- **TASK STATEMENT**
The response should be a faithful copy of every record, with nothing left out.

- **EXERCISE MATERIAL**
'''

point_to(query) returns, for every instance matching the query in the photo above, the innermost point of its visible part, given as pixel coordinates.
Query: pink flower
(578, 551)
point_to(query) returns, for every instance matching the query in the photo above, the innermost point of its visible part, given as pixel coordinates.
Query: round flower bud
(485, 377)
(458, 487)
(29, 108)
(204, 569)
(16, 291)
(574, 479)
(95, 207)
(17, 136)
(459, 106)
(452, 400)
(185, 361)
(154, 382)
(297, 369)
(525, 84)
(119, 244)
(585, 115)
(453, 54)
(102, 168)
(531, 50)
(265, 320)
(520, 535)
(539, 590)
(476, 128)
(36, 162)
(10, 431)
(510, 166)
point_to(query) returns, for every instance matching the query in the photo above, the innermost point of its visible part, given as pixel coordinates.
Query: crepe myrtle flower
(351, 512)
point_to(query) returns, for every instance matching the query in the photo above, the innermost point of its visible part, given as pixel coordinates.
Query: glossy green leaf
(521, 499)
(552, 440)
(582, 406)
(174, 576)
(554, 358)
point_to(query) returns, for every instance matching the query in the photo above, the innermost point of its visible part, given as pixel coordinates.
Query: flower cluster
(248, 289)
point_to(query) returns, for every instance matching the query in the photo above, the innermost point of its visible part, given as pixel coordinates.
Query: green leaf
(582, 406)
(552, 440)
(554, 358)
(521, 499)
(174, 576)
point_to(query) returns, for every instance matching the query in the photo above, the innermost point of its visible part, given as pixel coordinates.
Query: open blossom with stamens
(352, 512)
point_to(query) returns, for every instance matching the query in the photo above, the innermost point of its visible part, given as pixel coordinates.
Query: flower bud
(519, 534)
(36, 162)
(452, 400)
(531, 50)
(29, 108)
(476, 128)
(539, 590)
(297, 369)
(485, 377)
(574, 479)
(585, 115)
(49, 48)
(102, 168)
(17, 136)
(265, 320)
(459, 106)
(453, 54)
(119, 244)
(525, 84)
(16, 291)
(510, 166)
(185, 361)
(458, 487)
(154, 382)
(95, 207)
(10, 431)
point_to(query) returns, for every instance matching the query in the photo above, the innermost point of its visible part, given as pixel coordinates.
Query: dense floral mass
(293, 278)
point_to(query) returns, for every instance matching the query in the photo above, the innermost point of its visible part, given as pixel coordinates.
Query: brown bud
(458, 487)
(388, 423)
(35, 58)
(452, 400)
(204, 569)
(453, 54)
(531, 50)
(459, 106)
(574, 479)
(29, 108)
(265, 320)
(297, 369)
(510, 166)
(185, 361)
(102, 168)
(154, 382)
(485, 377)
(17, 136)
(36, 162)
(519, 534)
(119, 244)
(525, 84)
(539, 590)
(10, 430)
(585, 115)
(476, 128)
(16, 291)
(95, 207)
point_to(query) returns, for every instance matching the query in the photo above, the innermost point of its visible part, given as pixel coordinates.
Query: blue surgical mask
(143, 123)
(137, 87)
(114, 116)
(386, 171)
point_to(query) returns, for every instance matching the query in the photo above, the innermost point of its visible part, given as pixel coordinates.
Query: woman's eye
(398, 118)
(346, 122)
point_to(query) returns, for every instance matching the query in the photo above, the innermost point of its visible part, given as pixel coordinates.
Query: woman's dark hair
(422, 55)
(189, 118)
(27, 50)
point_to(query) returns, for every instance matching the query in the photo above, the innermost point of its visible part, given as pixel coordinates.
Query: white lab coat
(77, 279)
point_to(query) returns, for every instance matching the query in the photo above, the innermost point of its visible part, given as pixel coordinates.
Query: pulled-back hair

'''

- **RESULT**
point_to(query) returns, for every instance matching the query in the photo above, the innermost point of its visible part, given as pixel coordinates.
Query: pink flower
(578, 551)
point_to(query) returns, for every instance matching the query in the photo above, the innermost point of its visible part, given as pixel coordinates.
Query: round flower bud
(485, 377)
(458, 487)
(29, 108)
(204, 569)
(16, 291)
(574, 479)
(95, 207)
(17, 136)
(459, 106)
(452, 400)
(185, 361)
(154, 382)
(297, 369)
(525, 84)
(119, 244)
(585, 115)
(453, 54)
(102, 168)
(531, 50)
(265, 320)
(520, 535)
(539, 590)
(476, 128)
(36, 162)
(10, 431)
(510, 166)
point_to(query) returns, for every instance matching the query in the photo above, the innermost point of its visible part, given as pixel coordinates.
Query: crepe myrtle flower
(351, 512)
point_to(query) returns, for every instance matching the query in the photo above, the innermost point of its visible part, given as pixel coordinates.
Query: glossy green leaf
(521, 499)
(552, 440)
(582, 406)
(174, 576)
(554, 358)
point_to(query) returns, for every instance matching the query in the photo above, the innermost point of its visible part, given as pixel coordinates.
Query: flower cluster
(248, 289)
point_to(query) returns, for every instance matching the query in the photo above, the innermost point of its visible part, given as pixel coordinates.
Query: green leaf
(582, 406)
(552, 440)
(554, 358)
(521, 499)
(174, 576)
point_to(query) returns, for every instance matching the query in the photo above, the innermost point of its visible part, given as pixel coordinates.
Query: open blossom with stamens
(352, 512)
point_to(query) returns, for every instance matching the query in the photo above, the innermost point of its visible part, given as pixel coordinates.
Query: flower bud
(519, 534)
(36, 162)
(452, 400)
(531, 50)
(29, 108)
(476, 128)
(539, 590)
(297, 369)
(485, 377)
(574, 479)
(585, 115)
(49, 48)
(102, 168)
(17, 136)
(265, 320)
(459, 106)
(453, 54)
(119, 244)
(525, 84)
(16, 291)
(510, 166)
(185, 361)
(458, 487)
(154, 382)
(95, 207)
(10, 431)
point_to(query) returns, for every instance matching the query in the photo above, the innermost point of its visible part, given as pixel coordinates.
Query: dense floral mass
(293, 278)
point_to(query) returns, for every instance matching the query in the photo above, the innermost point of its visible part, given as pixel coordinates.
Query: brown bud
(458, 487)
(388, 423)
(35, 58)
(452, 400)
(204, 569)
(453, 54)
(531, 50)
(459, 106)
(574, 479)
(29, 108)
(265, 320)
(297, 369)
(510, 166)
(185, 361)
(102, 168)
(154, 382)
(485, 377)
(17, 136)
(36, 162)
(519, 534)
(119, 244)
(525, 84)
(539, 590)
(10, 430)
(585, 115)
(476, 128)
(16, 291)
(95, 207)
point_to(query) returns, for every instance matching the query in the photo above, the innermost point of its visible part, given as pixel coordinates.
Query: blue surgical mask
(143, 123)
(137, 87)
(114, 116)
(386, 171)
point_to(query) returns, for every instance matching the query in the photo above, the innermost point of its visible part, given as pixel coordinates.
Query: woman's eye
(398, 118)
(346, 122)
point_to(query) returns, for every instance matching the query in the photo above, the innermost point of its visible part, given as pixel coordinates.
Query: woman's dark hair
(422, 55)
(189, 118)
(27, 50)
point_to(query) returns, for every instance matching the query in the photo above, the innermost point of its visible part, given as pixel coordinates.
Query: white lab coat
(77, 279)
point_to(query) returns, for every instance matching the query in the photo above, the innermost point of its visible part, given as pixel coordinates.
Query: pulled-back hair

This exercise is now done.